:: SELECTED EXTRACT

A great jazz singer: Leah Chase, who performs on Wednesdays and Thursdays at the Hotel Intercontinental (444 St. Charles Ave.; 504/525-5566).

Where to catch Ricki Comeaux
Mid-City Lanes Rock 'N' Bowl (4133 S. Carrollton Ave.; 504/482-3133).

Howlin' Wolf (828 S. Peters St.; 504/529-2341).

Richard Ford's side of town
Favorite lunch spot: Rita's Olde French Quarter Restaurant (945 Chartres St.; 504/525-7543; lunch for two $20).

Most romantic place for dinner: The garden behind Marisol (437 Esplanade Ave.; 504/943-1912; dinner for two $70).

Favorite New Orleans writers: Walker Percy, Ellen Gilchrist, and James Lee Burke (the Dave Robicheaux novels).

Henri Schindler explains mardi gras
Carnival: Season beginning on Twelfth Night (January 6) and culminating with Mardi Gras, a masquerade bacchanal, always the Tuesday before Ash Wednesday.

::::

- _GOAL_
Quote the entire New Orleans guide excerpt word for word. The data after this point isn't needed for the work here.

:: DATASET CONTENT

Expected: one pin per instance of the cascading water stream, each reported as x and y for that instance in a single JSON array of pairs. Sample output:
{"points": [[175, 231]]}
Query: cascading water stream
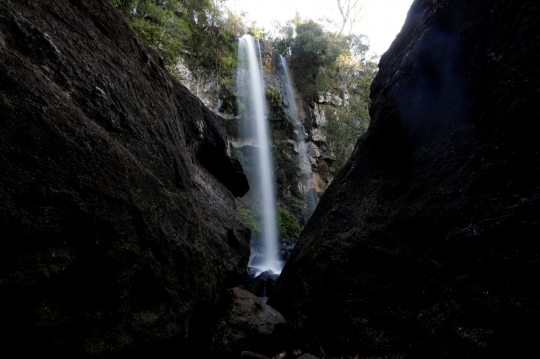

::::

- _REPLY_
A great jazz singer: Leah Chase, who performs on Wednesdays and Thursdays at the Hotel Intercontinental (444 St. Charles Ave.; 504/525-5566).

Where to catch Ricki Comeaux
Mid-City Lanes Rock 'N' Bowl (4133 S. Carrollton Ave.; 504/482-3133).

Howlin' Wolf (828 S. Peters St.; 504/529-2341).

Richard Ford's side of town
Favorite lunch spot: Rita's Olde French Quarter Restaurant (945 Chartres St.; 504/525-7543; lunch for two $20).

Most romantic place for dinner: The garden behind Marisol (437 Esplanade Ave.; 504/943-1912; dinner for two $70).

Favorite New Orleans writers: Walker Percy, Ellen Gilchrist, and James Lee Burke (the Dave Robicheaux novels).

Henri Schindler explains mardi gras
Carnival: Season beginning on Twelfth Night (January 6) and culminating with Mardi Gras, a masquerade bacchanal, always the Tuesday before Ash Wednesday.